▶ _GIVEN TASK_
How many lines in the records below contain the string "chicken"? Match case exactly, and give only the number.

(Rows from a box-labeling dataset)
============
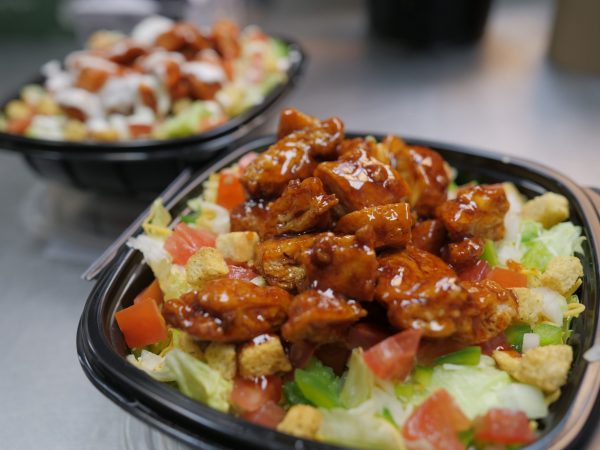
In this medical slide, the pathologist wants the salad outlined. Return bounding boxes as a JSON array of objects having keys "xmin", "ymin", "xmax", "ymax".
[
  {"xmin": 115, "ymin": 109, "xmax": 584, "ymax": 449},
  {"xmin": 0, "ymin": 16, "xmax": 290, "ymax": 141}
]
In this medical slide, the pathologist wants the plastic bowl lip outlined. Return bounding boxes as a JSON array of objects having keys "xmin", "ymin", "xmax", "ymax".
[
  {"xmin": 77, "ymin": 133, "xmax": 600, "ymax": 450},
  {"xmin": 0, "ymin": 35, "xmax": 308, "ymax": 160}
]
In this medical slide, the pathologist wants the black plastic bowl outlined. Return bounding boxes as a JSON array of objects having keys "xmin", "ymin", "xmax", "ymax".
[
  {"xmin": 77, "ymin": 133, "xmax": 600, "ymax": 450},
  {"xmin": 0, "ymin": 38, "xmax": 306, "ymax": 196}
]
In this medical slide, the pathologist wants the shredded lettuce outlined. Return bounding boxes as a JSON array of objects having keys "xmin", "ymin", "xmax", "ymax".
[
  {"xmin": 340, "ymin": 348, "xmax": 375, "ymax": 408},
  {"xmin": 127, "ymin": 234, "xmax": 193, "ymax": 300},
  {"xmin": 165, "ymin": 349, "xmax": 233, "ymax": 412}
]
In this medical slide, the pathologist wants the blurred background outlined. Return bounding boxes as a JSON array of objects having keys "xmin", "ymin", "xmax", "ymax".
[{"xmin": 0, "ymin": 0, "xmax": 600, "ymax": 449}]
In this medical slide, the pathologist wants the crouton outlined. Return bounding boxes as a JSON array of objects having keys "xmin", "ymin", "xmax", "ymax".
[
  {"xmin": 512, "ymin": 288, "xmax": 544, "ymax": 325},
  {"xmin": 217, "ymin": 231, "xmax": 259, "ymax": 263},
  {"xmin": 204, "ymin": 342, "xmax": 237, "ymax": 380},
  {"xmin": 277, "ymin": 405, "xmax": 323, "ymax": 439},
  {"xmin": 521, "ymin": 192, "xmax": 569, "ymax": 228},
  {"xmin": 492, "ymin": 344, "xmax": 573, "ymax": 394},
  {"xmin": 185, "ymin": 247, "xmax": 229, "ymax": 287},
  {"xmin": 238, "ymin": 335, "xmax": 292, "ymax": 378},
  {"xmin": 540, "ymin": 256, "xmax": 583, "ymax": 297}
]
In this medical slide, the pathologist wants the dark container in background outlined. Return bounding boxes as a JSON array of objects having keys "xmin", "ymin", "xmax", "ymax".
[{"xmin": 367, "ymin": 0, "xmax": 492, "ymax": 47}]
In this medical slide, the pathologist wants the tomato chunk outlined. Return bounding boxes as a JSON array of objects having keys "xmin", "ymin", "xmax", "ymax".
[
  {"xmin": 486, "ymin": 267, "xmax": 527, "ymax": 289},
  {"xmin": 165, "ymin": 223, "xmax": 216, "ymax": 265},
  {"xmin": 364, "ymin": 330, "xmax": 422, "ymax": 380},
  {"xmin": 242, "ymin": 400, "xmax": 285, "ymax": 429},
  {"xmin": 133, "ymin": 279, "xmax": 163, "ymax": 306},
  {"xmin": 402, "ymin": 389, "xmax": 470, "ymax": 450},
  {"xmin": 217, "ymin": 171, "xmax": 246, "ymax": 211},
  {"xmin": 227, "ymin": 264, "xmax": 258, "ymax": 281},
  {"xmin": 458, "ymin": 259, "xmax": 491, "ymax": 281},
  {"xmin": 115, "ymin": 297, "xmax": 169, "ymax": 348},
  {"xmin": 474, "ymin": 408, "xmax": 535, "ymax": 445},
  {"xmin": 231, "ymin": 375, "xmax": 282, "ymax": 413}
]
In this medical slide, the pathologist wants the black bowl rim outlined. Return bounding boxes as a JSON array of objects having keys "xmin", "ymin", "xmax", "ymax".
[
  {"xmin": 77, "ymin": 133, "xmax": 600, "ymax": 450},
  {"xmin": 0, "ymin": 35, "xmax": 308, "ymax": 160}
]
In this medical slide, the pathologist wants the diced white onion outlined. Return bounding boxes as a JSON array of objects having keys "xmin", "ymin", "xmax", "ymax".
[{"xmin": 523, "ymin": 333, "xmax": 540, "ymax": 352}]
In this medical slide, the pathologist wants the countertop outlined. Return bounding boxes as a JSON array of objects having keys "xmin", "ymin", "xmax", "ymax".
[{"xmin": 0, "ymin": 0, "xmax": 600, "ymax": 450}]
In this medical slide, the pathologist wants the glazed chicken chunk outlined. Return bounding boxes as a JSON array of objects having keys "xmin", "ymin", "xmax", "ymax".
[
  {"xmin": 163, "ymin": 278, "xmax": 292, "ymax": 342},
  {"xmin": 437, "ymin": 184, "xmax": 509, "ymax": 241},
  {"xmin": 300, "ymin": 233, "xmax": 377, "ymax": 301},
  {"xmin": 454, "ymin": 280, "xmax": 517, "ymax": 344},
  {"xmin": 335, "ymin": 203, "xmax": 412, "ymax": 248},
  {"xmin": 281, "ymin": 289, "xmax": 367, "ymax": 344},
  {"xmin": 411, "ymin": 219, "xmax": 446, "ymax": 256},
  {"xmin": 394, "ymin": 145, "xmax": 450, "ymax": 217},
  {"xmin": 315, "ymin": 149, "xmax": 409, "ymax": 211},
  {"xmin": 277, "ymin": 108, "xmax": 321, "ymax": 139},
  {"xmin": 256, "ymin": 235, "xmax": 315, "ymax": 291},
  {"xmin": 266, "ymin": 177, "xmax": 338, "ymax": 236},
  {"xmin": 241, "ymin": 118, "xmax": 344, "ymax": 198},
  {"xmin": 375, "ymin": 246, "xmax": 467, "ymax": 337}
]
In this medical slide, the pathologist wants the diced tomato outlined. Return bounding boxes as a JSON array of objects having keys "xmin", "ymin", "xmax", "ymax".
[
  {"xmin": 474, "ymin": 408, "xmax": 535, "ymax": 445},
  {"xmin": 238, "ymin": 152, "xmax": 258, "ymax": 173},
  {"xmin": 115, "ymin": 297, "xmax": 169, "ymax": 348},
  {"xmin": 417, "ymin": 339, "xmax": 466, "ymax": 365},
  {"xmin": 402, "ymin": 389, "xmax": 470, "ymax": 450},
  {"xmin": 486, "ymin": 267, "xmax": 527, "ymax": 289},
  {"xmin": 133, "ymin": 279, "xmax": 164, "ymax": 306},
  {"xmin": 289, "ymin": 341, "xmax": 317, "ymax": 369},
  {"xmin": 231, "ymin": 375, "xmax": 282, "ymax": 413},
  {"xmin": 458, "ymin": 259, "xmax": 491, "ymax": 281},
  {"xmin": 242, "ymin": 400, "xmax": 285, "ymax": 429},
  {"xmin": 364, "ymin": 330, "xmax": 422, "ymax": 380},
  {"xmin": 227, "ymin": 264, "xmax": 258, "ymax": 281},
  {"xmin": 481, "ymin": 333, "xmax": 512, "ymax": 356},
  {"xmin": 346, "ymin": 323, "xmax": 390, "ymax": 350},
  {"xmin": 217, "ymin": 171, "xmax": 246, "ymax": 211},
  {"xmin": 165, "ymin": 223, "xmax": 216, "ymax": 265},
  {"xmin": 128, "ymin": 123, "xmax": 152, "ymax": 138}
]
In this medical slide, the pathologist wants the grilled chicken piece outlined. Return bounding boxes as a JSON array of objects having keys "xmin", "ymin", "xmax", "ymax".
[
  {"xmin": 442, "ymin": 238, "xmax": 485, "ymax": 272},
  {"xmin": 375, "ymin": 246, "xmax": 467, "ymax": 337},
  {"xmin": 155, "ymin": 22, "xmax": 212, "ymax": 59},
  {"xmin": 212, "ymin": 19, "xmax": 240, "ymax": 60},
  {"xmin": 255, "ymin": 235, "xmax": 315, "ymax": 291},
  {"xmin": 163, "ymin": 278, "xmax": 292, "ymax": 342},
  {"xmin": 300, "ymin": 233, "xmax": 377, "ymax": 301},
  {"xmin": 335, "ymin": 203, "xmax": 412, "ymax": 248},
  {"xmin": 265, "ymin": 177, "xmax": 338, "ymax": 236},
  {"xmin": 277, "ymin": 108, "xmax": 321, "ymax": 140},
  {"xmin": 229, "ymin": 199, "xmax": 269, "ymax": 236},
  {"xmin": 241, "ymin": 118, "xmax": 344, "ymax": 198},
  {"xmin": 437, "ymin": 184, "xmax": 509, "ymax": 241},
  {"xmin": 315, "ymin": 148, "xmax": 409, "ymax": 211},
  {"xmin": 394, "ymin": 144, "xmax": 450, "ymax": 217},
  {"xmin": 281, "ymin": 289, "xmax": 367, "ymax": 344},
  {"xmin": 454, "ymin": 280, "xmax": 517, "ymax": 344},
  {"xmin": 412, "ymin": 219, "xmax": 446, "ymax": 256}
]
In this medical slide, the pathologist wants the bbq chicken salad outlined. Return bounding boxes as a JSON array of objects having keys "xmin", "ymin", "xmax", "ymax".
[
  {"xmin": 0, "ymin": 16, "xmax": 291, "ymax": 142},
  {"xmin": 115, "ymin": 109, "xmax": 584, "ymax": 449}
]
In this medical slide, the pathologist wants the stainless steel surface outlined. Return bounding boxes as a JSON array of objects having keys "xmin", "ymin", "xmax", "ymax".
[{"xmin": 0, "ymin": 0, "xmax": 600, "ymax": 450}]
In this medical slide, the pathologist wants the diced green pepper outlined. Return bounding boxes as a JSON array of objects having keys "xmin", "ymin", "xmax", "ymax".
[
  {"xmin": 413, "ymin": 366, "xmax": 433, "ymax": 386},
  {"xmin": 481, "ymin": 239, "xmax": 498, "ymax": 267},
  {"xmin": 434, "ymin": 345, "xmax": 481, "ymax": 366},
  {"xmin": 504, "ymin": 323, "xmax": 531, "ymax": 352},
  {"xmin": 294, "ymin": 358, "xmax": 341, "ymax": 408},
  {"xmin": 533, "ymin": 323, "xmax": 563, "ymax": 345}
]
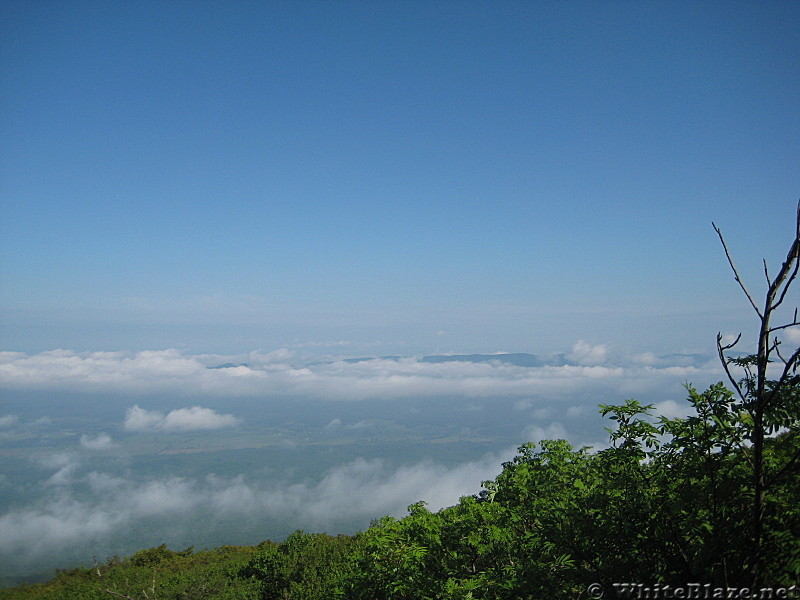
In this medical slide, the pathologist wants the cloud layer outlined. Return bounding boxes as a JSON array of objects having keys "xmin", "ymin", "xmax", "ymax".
[
  {"xmin": 0, "ymin": 341, "xmax": 720, "ymax": 400},
  {"xmin": 124, "ymin": 405, "xmax": 239, "ymax": 431},
  {"xmin": 0, "ymin": 451, "xmax": 512, "ymax": 568}
]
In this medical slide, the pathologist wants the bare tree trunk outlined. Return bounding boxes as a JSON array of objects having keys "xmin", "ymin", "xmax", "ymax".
[{"xmin": 714, "ymin": 202, "xmax": 800, "ymax": 589}]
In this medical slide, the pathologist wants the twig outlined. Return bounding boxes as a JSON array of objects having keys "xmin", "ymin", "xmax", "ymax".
[{"xmin": 711, "ymin": 222, "xmax": 764, "ymax": 319}]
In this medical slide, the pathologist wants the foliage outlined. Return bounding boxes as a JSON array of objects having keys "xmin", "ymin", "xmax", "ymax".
[{"xmin": 0, "ymin": 381, "xmax": 800, "ymax": 600}]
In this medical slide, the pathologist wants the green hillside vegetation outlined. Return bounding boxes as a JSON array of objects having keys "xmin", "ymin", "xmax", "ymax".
[
  {"xmin": 0, "ymin": 376, "xmax": 800, "ymax": 600},
  {"xmin": 0, "ymin": 205, "xmax": 800, "ymax": 600}
]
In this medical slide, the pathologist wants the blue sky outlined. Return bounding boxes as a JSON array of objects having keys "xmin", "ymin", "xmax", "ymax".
[{"xmin": 0, "ymin": 1, "xmax": 800, "ymax": 354}]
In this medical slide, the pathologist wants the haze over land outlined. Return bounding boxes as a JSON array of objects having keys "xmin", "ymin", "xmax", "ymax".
[{"xmin": 0, "ymin": 1, "xmax": 800, "ymax": 588}]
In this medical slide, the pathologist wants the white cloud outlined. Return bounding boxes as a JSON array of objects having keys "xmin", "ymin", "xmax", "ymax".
[
  {"xmin": 783, "ymin": 327, "xmax": 800, "ymax": 345},
  {"xmin": 567, "ymin": 406, "xmax": 586, "ymax": 417},
  {"xmin": 651, "ymin": 400, "xmax": 694, "ymax": 419},
  {"xmin": 522, "ymin": 421, "xmax": 568, "ymax": 444},
  {"xmin": 0, "ymin": 450, "xmax": 513, "ymax": 565},
  {"xmin": 567, "ymin": 340, "xmax": 608, "ymax": 366},
  {"xmin": 81, "ymin": 433, "xmax": 114, "ymax": 450},
  {"xmin": 0, "ymin": 341, "xmax": 720, "ymax": 400},
  {"xmin": 124, "ymin": 404, "xmax": 239, "ymax": 431},
  {"xmin": 0, "ymin": 415, "xmax": 19, "ymax": 428}
]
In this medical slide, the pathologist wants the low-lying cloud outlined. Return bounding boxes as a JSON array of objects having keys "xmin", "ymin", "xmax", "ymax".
[
  {"xmin": 0, "ymin": 341, "xmax": 720, "ymax": 400},
  {"xmin": 0, "ymin": 450, "xmax": 513, "ymax": 569},
  {"xmin": 124, "ymin": 404, "xmax": 239, "ymax": 431}
]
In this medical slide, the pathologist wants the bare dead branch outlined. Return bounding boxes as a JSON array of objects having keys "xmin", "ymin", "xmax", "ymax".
[
  {"xmin": 767, "ymin": 202, "xmax": 800, "ymax": 310},
  {"xmin": 717, "ymin": 333, "xmax": 742, "ymax": 350},
  {"xmin": 717, "ymin": 333, "xmax": 745, "ymax": 400},
  {"xmin": 711, "ymin": 222, "xmax": 764, "ymax": 318},
  {"xmin": 769, "ymin": 318, "xmax": 800, "ymax": 333}
]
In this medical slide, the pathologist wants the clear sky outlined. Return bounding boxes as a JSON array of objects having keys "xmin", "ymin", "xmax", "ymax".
[{"xmin": 0, "ymin": 0, "xmax": 800, "ymax": 354}]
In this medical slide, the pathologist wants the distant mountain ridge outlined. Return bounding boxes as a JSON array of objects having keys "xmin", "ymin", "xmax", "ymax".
[{"xmin": 208, "ymin": 352, "xmax": 709, "ymax": 369}]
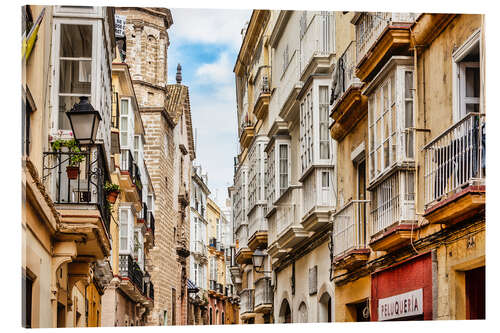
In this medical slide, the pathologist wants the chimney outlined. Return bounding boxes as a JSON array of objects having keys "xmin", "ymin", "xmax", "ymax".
[{"xmin": 175, "ymin": 64, "xmax": 182, "ymax": 84}]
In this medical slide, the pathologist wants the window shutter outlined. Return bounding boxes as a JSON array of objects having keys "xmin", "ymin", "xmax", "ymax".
[{"xmin": 309, "ymin": 265, "xmax": 318, "ymax": 295}]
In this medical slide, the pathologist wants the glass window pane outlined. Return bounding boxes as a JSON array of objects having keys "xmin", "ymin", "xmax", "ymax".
[
  {"xmin": 465, "ymin": 67, "xmax": 479, "ymax": 97},
  {"xmin": 59, "ymin": 24, "xmax": 92, "ymax": 58},
  {"xmin": 405, "ymin": 71, "xmax": 413, "ymax": 98},
  {"xmin": 59, "ymin": 96, "xmax": 92, "ymax": 130},
  {"xmin": 465, "ymin": 103, "xmax": 479, "ymax": 113},
  {"xmin": 59, "ymin": 60, "xmax": 92, "ymax": 94},
  {"xmin": 405, "ymin": 100, "xmax": 413, "ymax": 128},
  {"xmin": 120, "ymin": 99, "xmax": 128, "ymax": 115},
  {"xmin": 321, "ymin": 171, "xmax": 330, "ymax": 187}
]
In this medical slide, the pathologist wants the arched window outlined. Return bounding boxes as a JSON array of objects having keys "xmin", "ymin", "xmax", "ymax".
[
  {"xmin": 318, "ymin": 292, "xmax": 332, "ymax": 323},
  {"xmin": 298, "ymin": 302, "xmax": 307, "ymax": 323}
]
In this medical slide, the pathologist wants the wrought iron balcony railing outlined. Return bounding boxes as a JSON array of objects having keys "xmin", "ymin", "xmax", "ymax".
[
  {"xmin": 300, "ymin": 11, "xmax": 334, "ymax": 73},
  {"xmin": 120, "ymin": 149, "xmax": 134, "ymax": 178},
  {"xmin": 118, "ymin": 254, "xmax": 144, "ymax": 292},
  {"xmin": 332, "ymin": 41, "xmax": 361, "ymax": 105},
  {"xmin": 148, "ymin": 211, "xmax": 155, "ymax": 237},
  {"xmin": 43, "ymin": 145, "xmax": 111, "ymax": 233},
  {"xmin": 333, "ymin": 200, "xmax": 369, "ymax": 257},
  {"xmin": 253, "ymin": 66, "xmax": 271, "ymax": 108},
  {"xmin": 240, "ymin": 289, "xmax": 255, "ymax": 314},
  {"xmin": 208, "ymin": 280, "xmax": 217, "ymax": 291},
  {"xmin": 255, "ymin": 277, "xmax": 273, "ymax": 307},
  {"xmin": 215, "ymin": 283, "xmax": 224, "ymax": 295},
  {"xmin": 370, "ymin": 170, "xmax": 416, "ymax": 236},
  {"xmin": 148, "ymin": 282, "xmax": 155, "ymax": 300},
  {"xmin": 141, "ymin": 202, "xmax": 149, "ymax": 219},
  {"xmin": 356, "ymin": 12, "xmax": 417, "ymax": 64},
  {"xmin": 424, "ymin": 113, "xmax": 486, "ymax": 206}
]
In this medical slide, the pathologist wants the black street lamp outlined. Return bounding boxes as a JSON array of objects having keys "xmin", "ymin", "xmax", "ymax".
[{"xmin": 66, "ymin": 96, "xmax": 101, "ymax": 145}]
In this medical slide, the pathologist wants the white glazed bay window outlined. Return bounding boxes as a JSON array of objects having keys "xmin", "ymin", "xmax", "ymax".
[
  {"xmin": 119, "ymin": 205, "xmax": 134, "ymax": 254},
  {"xmin": 248, "ymin": 139, "xmax": 266, "ymax": 210},
  {"xmin": 368, "ymin": 58, "xmax": 415, "ymax": 235},
  {"xmin": 52, "ymin": 21, "xmax": 95, "ymax": 131},
  {"xmin": 265, "ymin": 136, "xmax": 291, "ymax": 210},
  {"xmin": 368, "ymin": 60, "xmax": 414, "ymax": 183}
]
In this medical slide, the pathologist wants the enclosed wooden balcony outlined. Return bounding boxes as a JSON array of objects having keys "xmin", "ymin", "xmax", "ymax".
[
  {"xmin": 240, "ymin": 123, "xmax": 255, "ymax": 149},
  {"xmin": 352, "ymin": 12, "xmax": 418, "ymax": 82},
  {"xmin": 270, "ymin": 186, "xmax": 311, "ymax": 250},
  {"xmin": 299, "ymin": 166, "xmax": 335, "ymax": 232},
  {"xmin": 120, "ymin": 149, "xmax": 142, "ymax": 210},
  {"xmin": 333, "ymin": 200, "xmax": 370, "ymax": 269},
  {"xmin": 253, "ymin": 66, "xmax": 271, "ymax": 119},
  {"xmin": 424, "ymin": 113, "xmax": 486, "ymax": 225},
  {"xmin": 42, "ymin": 145, "xmax": 111, "ymax": 260},
  {"xmin": 240, "ymin": 289, "xmax": 255, "ymax": 319},
  {"xmin": 248, "ymin": 204, "xmax": 268, "ymax": 251},
  {"xmin": 300, "ymin": 11, "xmax": 335, "ymax": 81},
  {"xmin": 254, "ymin": 277, "xmax": 273, "ymax": 313},
  {"xmin": 119, "ymin": 254, "xmax": 148, "ymax": 303},
  {"xmin": 330, "ymin": 41, "xmax": 368, "ymax": 141}
]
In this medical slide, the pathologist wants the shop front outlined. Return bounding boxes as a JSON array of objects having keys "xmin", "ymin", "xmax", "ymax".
[{"xmin": 371, "ymin": 252, "xmax": 433, "ymax": 321}]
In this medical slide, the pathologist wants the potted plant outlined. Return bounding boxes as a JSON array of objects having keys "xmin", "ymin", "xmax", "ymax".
[
  {"xmin": 104, "ymin": 182, "xmax": 120, "ymax": 204},
  {"xmin": 52, "ymin": 139, "xmax": 84, "ymax": 179}
]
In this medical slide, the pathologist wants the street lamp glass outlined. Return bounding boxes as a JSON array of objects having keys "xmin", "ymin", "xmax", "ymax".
[{"xmin": 66, "ymin": 97, "xmax": 101, "ymax": 144}]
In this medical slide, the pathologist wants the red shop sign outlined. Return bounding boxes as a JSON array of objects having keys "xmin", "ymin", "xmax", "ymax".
[{"xmin": 371, "ymin": 253, "xmax": 432, "ymax": 321}]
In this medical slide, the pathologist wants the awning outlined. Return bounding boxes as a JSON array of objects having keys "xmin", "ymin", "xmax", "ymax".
[{"xmin": 188, "ymin": 279, "xmax": 200, "ymax": 293}]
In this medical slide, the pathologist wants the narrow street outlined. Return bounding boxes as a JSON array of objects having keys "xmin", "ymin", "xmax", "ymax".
[{"xmin": 22, "ymin": 5, "xmax": 486, "ymax": 328}]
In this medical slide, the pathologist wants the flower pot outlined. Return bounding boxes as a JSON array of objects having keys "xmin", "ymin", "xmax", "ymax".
[
  {"xmin": 66, "ymin": 166, "xmax": 80, "ymax": 179},
  {"xmin": 108, "ymin": 191, "xmax": 120, "ymax": 204}
]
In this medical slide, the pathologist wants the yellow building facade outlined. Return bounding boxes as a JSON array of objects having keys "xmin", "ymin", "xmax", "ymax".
[
  {"xmin": 22, "ymin": 6, "xmax": 114, "ymax": 327},
  {"xmin": 330, "ymin": 12, "xmax": 486, "ymax": 321}
]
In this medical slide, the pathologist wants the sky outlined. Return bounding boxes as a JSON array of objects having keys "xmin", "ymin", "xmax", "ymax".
[{"xmin": 167, "ymin": 8, "xmax": 252, "ymax": 203}]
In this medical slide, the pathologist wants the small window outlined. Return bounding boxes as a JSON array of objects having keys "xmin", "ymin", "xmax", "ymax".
[
  {"xmin": 58, "ymin": 24, "xmax": 92, "ymax": 130},
  {"xmin": 321, "ymin": 171, "xmax": 330, "ymax": 188}
]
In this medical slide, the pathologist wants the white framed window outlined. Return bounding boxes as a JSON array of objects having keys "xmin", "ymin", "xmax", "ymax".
[
  {"xmin": 120, "ymin": 98, "xmax": 134, "ymax": 149},
  {"xmin": 53, "ymin": 19, "xmax": 97, "ymax": 131},
  {"xmin": 452, "ymin": 30, "xmax": 482, "ymax": 122},
  {"xmin": 119, "ymin": 206, "xmax": 134, "ymax": 254},
  {"xmin": 300, "ymin": 89, "xmax": 314, "ymax": 172},
  {"xmin": 279, "ymin": 144, "xmax": 289, "ymax": 195},
  {"xmin": 319, "ymin": 86, "xmax": 330, "ymax": 160},
  {"xmin": 163, "ymin": 133, "xmax": 169, "ymax": 158},
  {"xmin": 368, "ymin": 65, "xmax": 415, "ymax": 182},
  {"xmin": 134, "ymin": 135, "xmax": 141, "ymax": 163},
  {"xmin": 265, "ymin": 145, "xmax": 276, "ymax": 205}
]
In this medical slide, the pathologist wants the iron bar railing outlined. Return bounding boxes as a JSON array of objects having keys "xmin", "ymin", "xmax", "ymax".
[
  {"xmin": 240, "ymin": 289, "xmax": 255, "ymax": 314},
  {"xmin": 148, "ymin": 282, "xmax": 155, "ymax": 300},
  {"xmin": 148, "ymin": 211, "xmax": 155, "ymax": 237},
  {"xmin": 423, "ymin": 113, "xmax": 486, "ymax": 206},
  {"xmin": 43, "ymin": 145, "xmax": 111, "ymax": 233},
  {"xmin": 255, "ymin": 277, "xmax": 273, "ymax": 307},
  {"xmin": 332, "ymin": 41, "xmax": 361, "ymax": 104},
  {"xmin": 118, "ymin": 254, "xmax": 144, "ymax": 292},
  {"xmin": 370, "ymin": 170, "xmax": 416, "ymax": 236},
  {"xmin": 333, "ymin": 200, "xmax": 369, "ymax": 256},
  {"xmin": 356, "ymin": 12, "xmax": 418, "ymax": 64},
  {"xmin": 208, "ymin": 280, "xmax": 217, "ymax": 291}
]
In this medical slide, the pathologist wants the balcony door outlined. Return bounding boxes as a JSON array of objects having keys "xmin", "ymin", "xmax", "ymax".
[{"xmin": 356, "ymin": 160, "xmax": 366, "ymax": 245}]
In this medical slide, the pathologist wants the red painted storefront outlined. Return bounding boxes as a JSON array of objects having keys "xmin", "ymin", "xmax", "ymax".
[{"xmin": 370, "ymin": 252, "xmax": 432, "ymax": 321}]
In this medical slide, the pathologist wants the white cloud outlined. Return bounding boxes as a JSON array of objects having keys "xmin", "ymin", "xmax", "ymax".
[
  {"xmin": 170, "ymin": 8, "xmax": 252, "ymax": 49},
  {"xmin": 196, "ymin": 52, "xmax": 234, "ymax": 84}
]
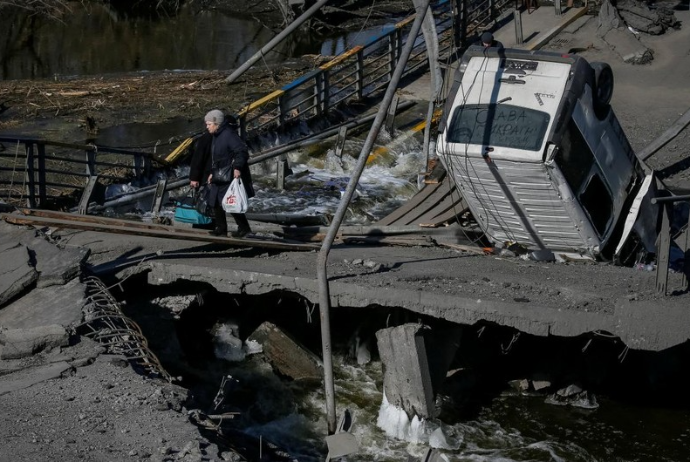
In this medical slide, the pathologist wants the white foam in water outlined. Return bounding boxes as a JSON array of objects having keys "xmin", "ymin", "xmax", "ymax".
============
▶ _RESPONSE FOR THIS EXERCISE_
3